Data for the task:
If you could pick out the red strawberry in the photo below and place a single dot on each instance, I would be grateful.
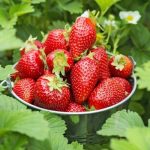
(55, 40)
(84, 76)
(30, 44)
(74, 107)
(14, 76)
(125, 83)
(59, 61)
(52, 93)
(101, 55)
(107, 93)
(30, 65)
(24, 88)
(120, 66)
(82, 36)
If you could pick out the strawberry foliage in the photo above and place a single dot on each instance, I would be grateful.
(36, 130)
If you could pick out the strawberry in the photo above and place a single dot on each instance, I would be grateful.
(101, 55)
(52, 93)
(55, 40)
(30, 65)
(59, 61)
(107, 93)
(24, 89)
(125, 83)
(84, 76)
(120, 66)
(74, 107)
(30, 44)
(82, 36)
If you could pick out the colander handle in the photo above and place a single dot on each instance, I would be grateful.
(5, 84)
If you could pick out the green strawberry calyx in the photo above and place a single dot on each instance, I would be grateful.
(60, 62)
(56, 83)
(29, 44)
(119, 62)
(43, 57)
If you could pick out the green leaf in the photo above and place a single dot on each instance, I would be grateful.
(16, 55)
(9, 103)
(138, 33)
(58, 24)
(21, 9)
(143, 73)
(25, 122)
(56, 124)
(5, 72)
(119, 122)
(122, 145)
(5, 21)
(34, 1)
(137, 139)
(77, 146)
(136, 107)
(8, 36)
(105, 5)
(74, 7)
(137, 95)
(54, 142)
(13, 141)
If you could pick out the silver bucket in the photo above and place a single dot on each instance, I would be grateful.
(82, 126)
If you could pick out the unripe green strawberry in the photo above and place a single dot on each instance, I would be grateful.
(120, 66)
(82, 36)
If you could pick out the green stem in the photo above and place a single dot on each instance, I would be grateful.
(115, 46)
(108, 35)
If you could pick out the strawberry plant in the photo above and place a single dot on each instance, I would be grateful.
(72, 72)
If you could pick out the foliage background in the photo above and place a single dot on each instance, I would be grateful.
(20, 18)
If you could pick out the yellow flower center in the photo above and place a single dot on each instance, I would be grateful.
(130, 18)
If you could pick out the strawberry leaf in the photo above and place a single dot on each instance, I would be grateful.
(105, 5)
(56, 124)
(8, 142)
(119, 122)
(74, 7)
(137, 139)
(5, 72)
(25, 122)
(9, 104)
(9, 36)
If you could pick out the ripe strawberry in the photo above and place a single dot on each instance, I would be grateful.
(107, 93)
(55, 40)
(82, 36)
(52, 93)
(84, 76)
(59, 61)
(30, 44)
(30, 65)
(125, 83)
(74, 107)
(101, 55)
(120, 66)
(24, 88)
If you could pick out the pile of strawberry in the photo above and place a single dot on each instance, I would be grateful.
(67, 74)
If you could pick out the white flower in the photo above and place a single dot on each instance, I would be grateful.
(86, 14)
(131, 17)
(110, 23)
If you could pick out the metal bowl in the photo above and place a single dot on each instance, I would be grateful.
(82, 126)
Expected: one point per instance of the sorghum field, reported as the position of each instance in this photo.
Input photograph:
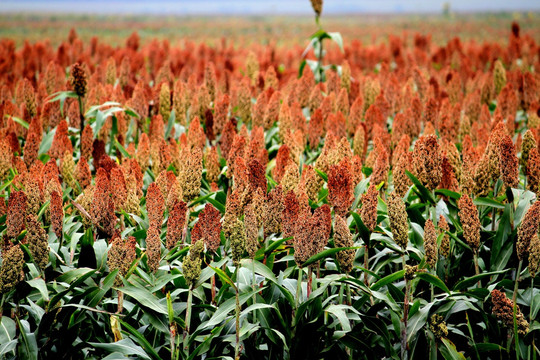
(324, 198)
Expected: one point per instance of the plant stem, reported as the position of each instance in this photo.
(514, 297)
(310, 274)
(237, 346)
(298, 287)
(188, 320)
(404, 354)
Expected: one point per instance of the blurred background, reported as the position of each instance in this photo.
(283, 22)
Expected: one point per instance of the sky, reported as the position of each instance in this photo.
(260, 7)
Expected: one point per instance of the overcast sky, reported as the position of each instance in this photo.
(259, 7)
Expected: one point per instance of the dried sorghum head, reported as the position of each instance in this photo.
(176, 223)
(83, 174)
(290, 214)
(153, 247)
(37, 241)
(508, 162)
(534, 255)
(368, 212)
(529, 143)
(397, 215)
(11, 271)
(120, 256)
(527, 230)
(155, 205)
(444, 249)
(238, 241)
(16, 211)
(340, 188)
(427, 161)
(100, 200)
(430, 243)
(503, 308)
(57, 213)
(468, 215)
(343, 238)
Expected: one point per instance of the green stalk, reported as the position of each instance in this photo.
(188, 320)
(237, 345)
(298, 287)
(404, 354)
(514, 296)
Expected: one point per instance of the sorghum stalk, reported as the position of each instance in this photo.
(514, 296)
(237, 345)
(188, 320)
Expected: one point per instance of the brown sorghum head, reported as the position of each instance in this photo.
(257, 175)
(503, 308)
(78, 80)
(303, 245)
(101, 196)
(508, 162)
(397, 215)
(427, 161)
(468, 215)
(321, 228)
(368, 212)
(529, 143)
(11, 271)
(430, 244)
(343, 238)
(37, 241)
(444, 249)
(57, 213)
(120, 256)
(534, 255)
(340, 188)
(527, 230)
(17, 205)
(272, 211)
(176, 223)
(155, 205)
(83, 173)
(238, 241)
(209, 219)
(290, 214)
(153, 247)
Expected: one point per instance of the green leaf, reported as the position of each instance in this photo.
(336, 37)
(432, 279)
(40, 285)
(326, 253)
(224, 309)
(124, 346)
(28, 346)
(223, 276)
(421, 190)
(449, 351)
(490, 202)
(120, 148)
(387, 280)
(466, 283)
(19, 121)
(339, 312)
(7, 335)
(140, 339)
(144, 297)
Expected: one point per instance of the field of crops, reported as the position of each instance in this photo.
(195, 200)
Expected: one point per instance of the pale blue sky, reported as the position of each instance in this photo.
(260, 7)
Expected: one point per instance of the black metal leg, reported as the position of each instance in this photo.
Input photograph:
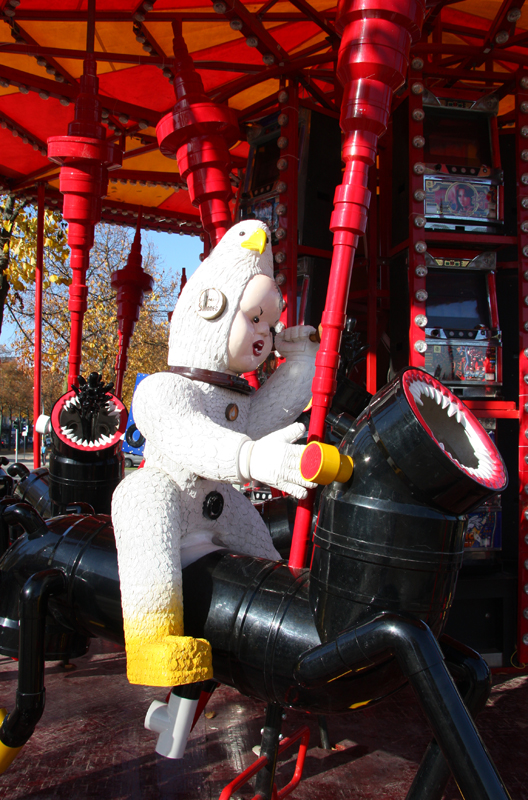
(473, 680)
(269, 748)
(422, 662)
(323, 732)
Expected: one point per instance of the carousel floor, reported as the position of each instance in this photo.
(91, 743)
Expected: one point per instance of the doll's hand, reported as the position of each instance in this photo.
(295, 342)
(275, 461)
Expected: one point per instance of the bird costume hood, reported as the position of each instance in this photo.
(202, 320)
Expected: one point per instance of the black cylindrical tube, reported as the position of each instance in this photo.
(473, 680)
(18, 726)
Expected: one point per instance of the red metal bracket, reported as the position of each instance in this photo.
(302, 733)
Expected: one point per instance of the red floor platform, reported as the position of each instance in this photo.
(91, 742)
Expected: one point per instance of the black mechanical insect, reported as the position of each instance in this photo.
(365, 619)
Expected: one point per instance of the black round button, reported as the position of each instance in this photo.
(213, 505)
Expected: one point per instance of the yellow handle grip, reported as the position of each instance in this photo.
(323, 463)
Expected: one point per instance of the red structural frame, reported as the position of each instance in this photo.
(354, 68)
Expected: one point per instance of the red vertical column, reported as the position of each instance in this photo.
(37, 370)
(417, 242)
(85, 158)
(372, 63)
(285, 253)
(199, 133)
(372, 299)
(522, 216)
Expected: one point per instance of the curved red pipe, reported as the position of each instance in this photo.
(372, 62)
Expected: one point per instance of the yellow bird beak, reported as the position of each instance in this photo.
(257, 241)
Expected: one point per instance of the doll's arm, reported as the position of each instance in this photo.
(287, 392)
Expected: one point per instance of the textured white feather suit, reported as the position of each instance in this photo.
(192, 449)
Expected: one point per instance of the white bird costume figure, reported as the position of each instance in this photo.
(205, 431)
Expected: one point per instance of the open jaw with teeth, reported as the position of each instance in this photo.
(97, 430)
(454, 428)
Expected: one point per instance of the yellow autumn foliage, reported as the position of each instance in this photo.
(148, 351)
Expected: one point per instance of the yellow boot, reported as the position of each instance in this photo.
(157, 655)
(169, 661)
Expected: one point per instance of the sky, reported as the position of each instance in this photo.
(175, 252)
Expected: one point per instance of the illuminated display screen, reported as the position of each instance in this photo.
(459, 138)
(471, 201)
(457, 300)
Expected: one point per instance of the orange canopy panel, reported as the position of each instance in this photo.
(241, 50)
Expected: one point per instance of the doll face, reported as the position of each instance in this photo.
(251, 336)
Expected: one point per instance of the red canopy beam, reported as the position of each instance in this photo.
(372, 64)
(199, 133)
(37, 370)
(131, 284)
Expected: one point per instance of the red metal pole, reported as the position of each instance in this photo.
(131, 283)
(85, 158)
(198, 133)
(372, 62)
(37, 370)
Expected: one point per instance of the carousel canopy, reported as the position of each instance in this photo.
(241, 50)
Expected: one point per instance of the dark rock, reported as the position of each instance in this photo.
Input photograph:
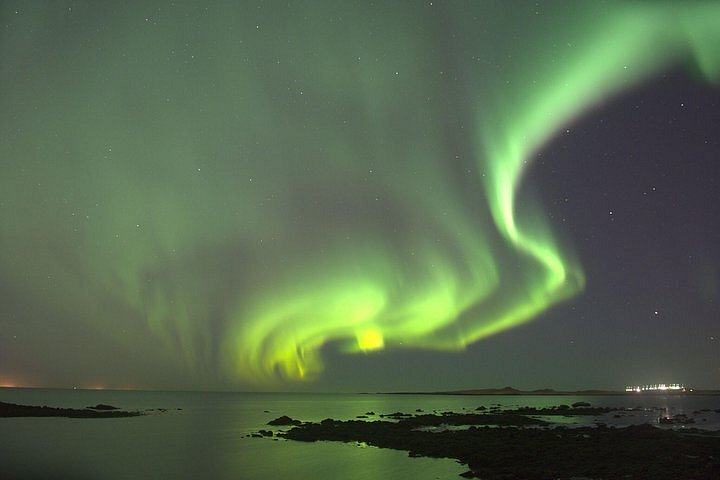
(15, 410)
(515, 453)
(284, 420)
(102, 406)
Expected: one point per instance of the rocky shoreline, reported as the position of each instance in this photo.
(97, 411)
(515, 444)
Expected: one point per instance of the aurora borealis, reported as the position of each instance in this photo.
(263, 195)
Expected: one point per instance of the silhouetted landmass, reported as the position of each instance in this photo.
(513, 452)
(99, 411)
(552, 392)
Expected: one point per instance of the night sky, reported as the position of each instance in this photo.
(359, 196)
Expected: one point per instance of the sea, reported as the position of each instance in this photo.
(207, 435)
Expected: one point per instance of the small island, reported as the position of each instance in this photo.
(97, 411)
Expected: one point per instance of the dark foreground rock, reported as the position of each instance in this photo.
(15, 410)
(635, 452)
(284, 420)
(102, 406)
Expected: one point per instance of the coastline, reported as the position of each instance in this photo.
(510, 391)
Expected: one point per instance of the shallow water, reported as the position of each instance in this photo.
(207, 438)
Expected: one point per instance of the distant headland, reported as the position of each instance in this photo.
(553, 392)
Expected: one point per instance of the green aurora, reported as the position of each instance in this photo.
(249, 185)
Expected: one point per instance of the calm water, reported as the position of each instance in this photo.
(207, 438)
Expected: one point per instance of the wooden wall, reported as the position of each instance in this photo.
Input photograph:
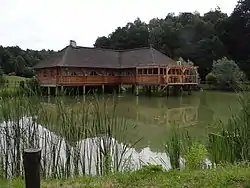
(98, 76)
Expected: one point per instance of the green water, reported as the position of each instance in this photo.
(151, 118)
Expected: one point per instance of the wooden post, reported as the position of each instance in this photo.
(31, 161)
(136, 90)
(49, 91)
(56, 92)
(103, 89)
(62, 90)
(84, 89)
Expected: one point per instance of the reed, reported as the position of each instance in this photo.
(231, 144)
(87, 139)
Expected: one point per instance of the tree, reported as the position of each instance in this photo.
(227, 73)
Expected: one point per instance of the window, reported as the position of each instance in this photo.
(93, 73)
(45, 73)
(155, 71)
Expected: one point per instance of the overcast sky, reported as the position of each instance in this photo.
(50, 24)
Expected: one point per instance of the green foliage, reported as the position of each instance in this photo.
(231, 144)
(195, 156)
(211, 79)
(192, 36)
(18, 61)
(226, 74)
(229, 176)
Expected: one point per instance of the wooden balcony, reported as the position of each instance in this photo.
(88, 80)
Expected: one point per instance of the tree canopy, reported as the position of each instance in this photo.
(200, 39)
(20, 62)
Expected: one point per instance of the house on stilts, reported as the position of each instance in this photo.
(83, 67)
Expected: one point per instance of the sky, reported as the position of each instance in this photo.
(51, 24)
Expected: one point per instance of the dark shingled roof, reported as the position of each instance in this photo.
(104, 58)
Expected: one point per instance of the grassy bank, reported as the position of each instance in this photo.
(228, 176)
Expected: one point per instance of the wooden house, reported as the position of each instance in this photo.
(82, 66)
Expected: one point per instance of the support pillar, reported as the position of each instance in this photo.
(168, 91)
(189, 90)
(84, 90)
(103, 89)
(62, 90)
(133, 89)
(56, 91)
(49, 91)
(136, 90)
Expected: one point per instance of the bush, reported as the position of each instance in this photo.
(195, 155)
(227, 74)
(211, 79)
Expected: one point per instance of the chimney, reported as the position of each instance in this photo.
(72, 43)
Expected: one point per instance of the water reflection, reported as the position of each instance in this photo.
(154, 116)
(63, 159)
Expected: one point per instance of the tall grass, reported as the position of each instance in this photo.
(232, 143)
(75, 139)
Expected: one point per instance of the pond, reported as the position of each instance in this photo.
(152, 117)
(147, 122)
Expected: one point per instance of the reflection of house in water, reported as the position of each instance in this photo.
(206, 114)
(183, 116)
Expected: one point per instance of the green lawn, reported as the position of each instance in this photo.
(229, 176)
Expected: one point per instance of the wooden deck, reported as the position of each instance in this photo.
(149, 75)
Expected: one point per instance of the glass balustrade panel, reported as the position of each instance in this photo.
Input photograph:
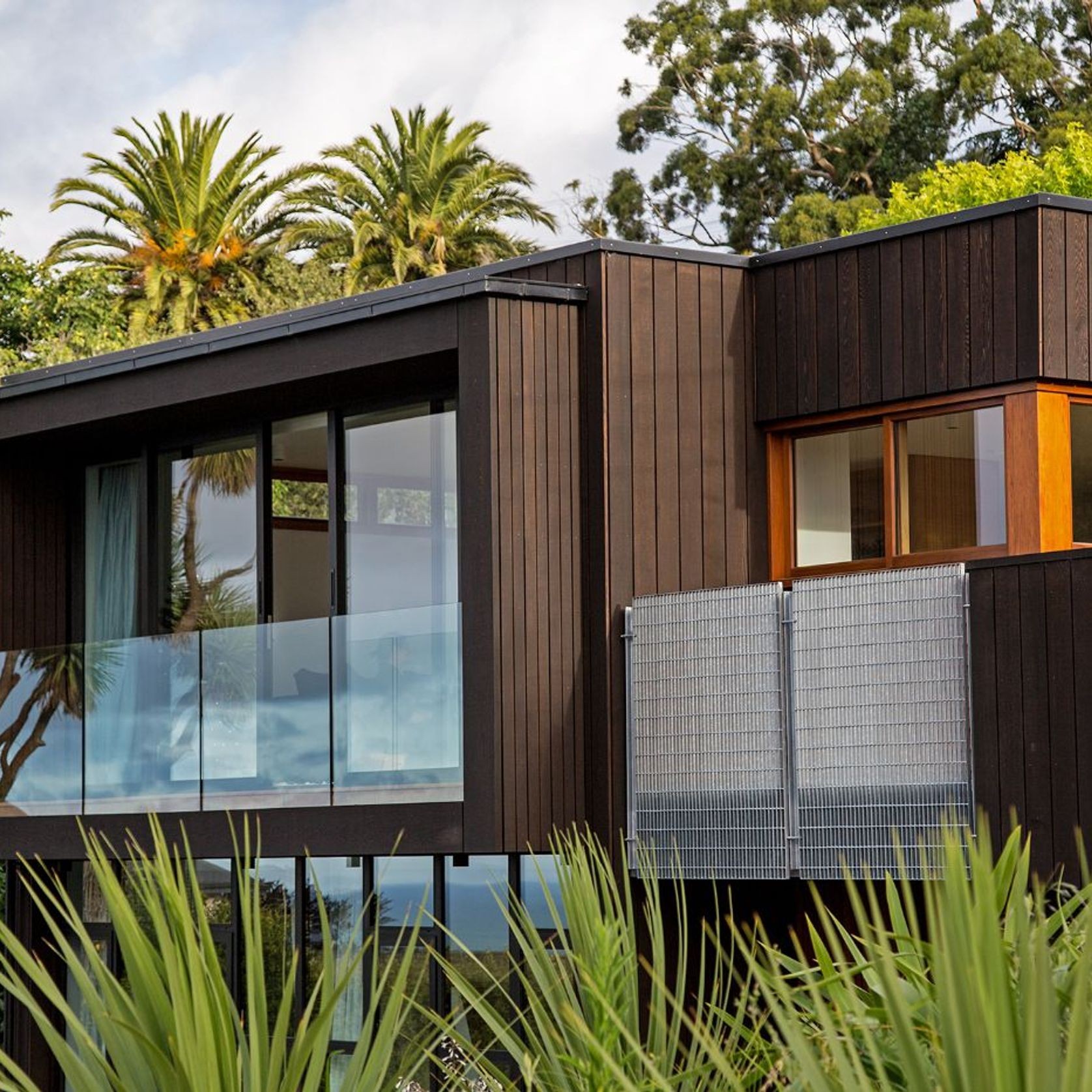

What you have to do: Copy every line from the one containing "Expected: one point per instance of the reflection" down to the end of the records, leaving out the pictures.

Answer to the task:
Expected: one point per instance of the reflection of house in water, reported as the position of each instance in this photo.
(206, 114)
(183, 116)
Expected: one point per instance of the green lawn, reported as the position of each instance in this photo.
(229, 176)
Expected: one point per instance of the wooden deck, reported as the position of each instance in this photo.
(149, 75)
Expected: one point per instance of the glass balustrade panel, reported as the position of each instance in this photo.
Input photograph:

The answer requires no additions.